--- begin SELECTED EXTRACT ---
# Cold Smoked Wild Hog Bacon



## indaswamp (Dec 22, 2021)

As some of you know, I was recently given a big 200+ # wild sow. She was very fat for a wild one and the belly was 1 1/2" thick. The fat was very clean- no musty off smell at all so I decided to go ahead and make some belly bacon with it. I got 10.5# of belly off that hog and would have got more but I split the shoulder primal between the 5-6 rib for the coppa to dry cure. Probably should have trimmed the belly off first....oh well. Anyways, dry brine for 15 days, pulled it off the brine and hung in the fridge for 2 days to dry for a pellicle. 4 nights of cold smoke with Dave's pellet dust, 10-12 hours of cold smoke a night with apple wood dust. Took it out of the smokehouse this morning and hung in the fridge for 12 hours, then wrapped in kraft paper. Will hold in the fridge 4-5 days and will slice after Christmas.
--- end SELECTED EXTRACT ---
--- begin WORKING DATA ---
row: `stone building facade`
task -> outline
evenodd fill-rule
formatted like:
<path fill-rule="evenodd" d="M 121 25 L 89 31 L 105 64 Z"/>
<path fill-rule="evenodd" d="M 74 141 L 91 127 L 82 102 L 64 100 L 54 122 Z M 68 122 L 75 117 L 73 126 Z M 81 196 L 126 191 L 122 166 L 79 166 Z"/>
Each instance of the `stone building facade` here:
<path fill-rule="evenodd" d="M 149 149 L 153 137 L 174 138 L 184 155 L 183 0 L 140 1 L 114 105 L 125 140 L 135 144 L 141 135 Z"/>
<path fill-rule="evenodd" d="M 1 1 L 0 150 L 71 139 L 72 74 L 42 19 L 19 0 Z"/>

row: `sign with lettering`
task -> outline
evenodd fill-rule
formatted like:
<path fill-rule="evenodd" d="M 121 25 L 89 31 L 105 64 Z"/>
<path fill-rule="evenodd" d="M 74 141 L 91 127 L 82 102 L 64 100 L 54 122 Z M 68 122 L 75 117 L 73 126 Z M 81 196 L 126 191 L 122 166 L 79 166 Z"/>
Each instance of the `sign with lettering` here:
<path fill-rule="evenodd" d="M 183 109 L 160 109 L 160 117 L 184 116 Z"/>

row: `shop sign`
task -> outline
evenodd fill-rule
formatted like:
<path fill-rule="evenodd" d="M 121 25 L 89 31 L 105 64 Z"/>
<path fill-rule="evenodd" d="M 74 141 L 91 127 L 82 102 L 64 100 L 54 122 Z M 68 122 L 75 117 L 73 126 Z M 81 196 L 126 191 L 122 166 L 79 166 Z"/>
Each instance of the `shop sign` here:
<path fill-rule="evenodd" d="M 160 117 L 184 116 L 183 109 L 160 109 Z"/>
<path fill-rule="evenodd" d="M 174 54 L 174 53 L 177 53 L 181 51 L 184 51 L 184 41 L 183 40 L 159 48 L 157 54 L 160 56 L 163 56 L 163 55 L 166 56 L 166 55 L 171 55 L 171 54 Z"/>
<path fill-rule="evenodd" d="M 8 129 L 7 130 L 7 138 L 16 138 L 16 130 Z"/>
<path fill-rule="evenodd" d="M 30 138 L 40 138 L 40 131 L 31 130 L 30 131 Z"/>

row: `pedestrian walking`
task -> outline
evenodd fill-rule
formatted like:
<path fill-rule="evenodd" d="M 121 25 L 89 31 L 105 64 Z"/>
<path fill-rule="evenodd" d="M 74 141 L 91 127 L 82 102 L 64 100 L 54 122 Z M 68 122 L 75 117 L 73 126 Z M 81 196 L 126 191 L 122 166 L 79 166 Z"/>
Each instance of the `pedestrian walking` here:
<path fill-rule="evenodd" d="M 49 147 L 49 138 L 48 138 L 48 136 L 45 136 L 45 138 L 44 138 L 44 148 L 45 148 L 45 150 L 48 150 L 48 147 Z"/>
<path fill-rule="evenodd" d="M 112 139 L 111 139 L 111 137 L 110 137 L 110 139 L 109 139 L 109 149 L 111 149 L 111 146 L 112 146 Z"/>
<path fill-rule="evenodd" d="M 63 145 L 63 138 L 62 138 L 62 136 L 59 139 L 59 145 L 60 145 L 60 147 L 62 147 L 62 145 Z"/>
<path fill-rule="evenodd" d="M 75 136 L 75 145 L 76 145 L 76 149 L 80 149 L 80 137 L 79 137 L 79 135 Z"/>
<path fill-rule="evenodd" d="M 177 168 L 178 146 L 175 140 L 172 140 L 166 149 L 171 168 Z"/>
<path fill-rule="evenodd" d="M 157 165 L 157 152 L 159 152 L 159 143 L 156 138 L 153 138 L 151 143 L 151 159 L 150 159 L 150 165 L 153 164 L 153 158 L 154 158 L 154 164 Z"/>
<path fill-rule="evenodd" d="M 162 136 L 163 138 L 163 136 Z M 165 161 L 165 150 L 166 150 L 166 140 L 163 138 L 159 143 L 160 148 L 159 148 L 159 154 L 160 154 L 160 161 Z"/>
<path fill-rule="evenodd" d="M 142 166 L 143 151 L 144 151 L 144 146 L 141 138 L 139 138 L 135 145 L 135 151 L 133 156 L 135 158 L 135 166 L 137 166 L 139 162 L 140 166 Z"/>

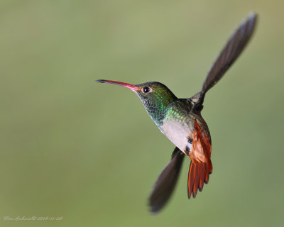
--- end WORKING DATA ---
_INSTRUCTION 1_
In the bacon post, how many days was the belly dry brined?
_INSTRUCTION 2_
Rewrite the entries, replacing "stone building facade" with "brick building facade" and leaving everything else unchanged. Begin at the first line of the entries and stop after the line that contains "150 L 71 139".
The bacon post and the entries come from separate, unrelated sources.

_FULL ANSWER 1_
15 days.

_FULL ANSWER 2_
row: `brick building facade`
task -> outline
evenodd fill-rule
formatted like:
<path fill-rule="evenodd" d="M 121 25 L 89 31 L 105 64 Z"/>
<path fill-rule="evenodd" d="M 74 141 L 91 127 L 82 102 L 64 100 L 54 122 Z M 68 122 L 75 117 L 73 126 Z M 81 196 L 126 191 L 122 166 L 79 166 Z"/>
Each instance of the `brick building facade` here:
<path fill-rule="evenodd" d="M 149 149 L 153 137 L 174 138 L 184 155 L 183 0 L 140 1 L 114 105 L 125 140 L 135 144 L 141 135 Z"/>
<path fill-rule="evenodd" d="M 1 1 L 0 150 L 71 139 L 72 74 L 42 19 L 19 0 Z"/>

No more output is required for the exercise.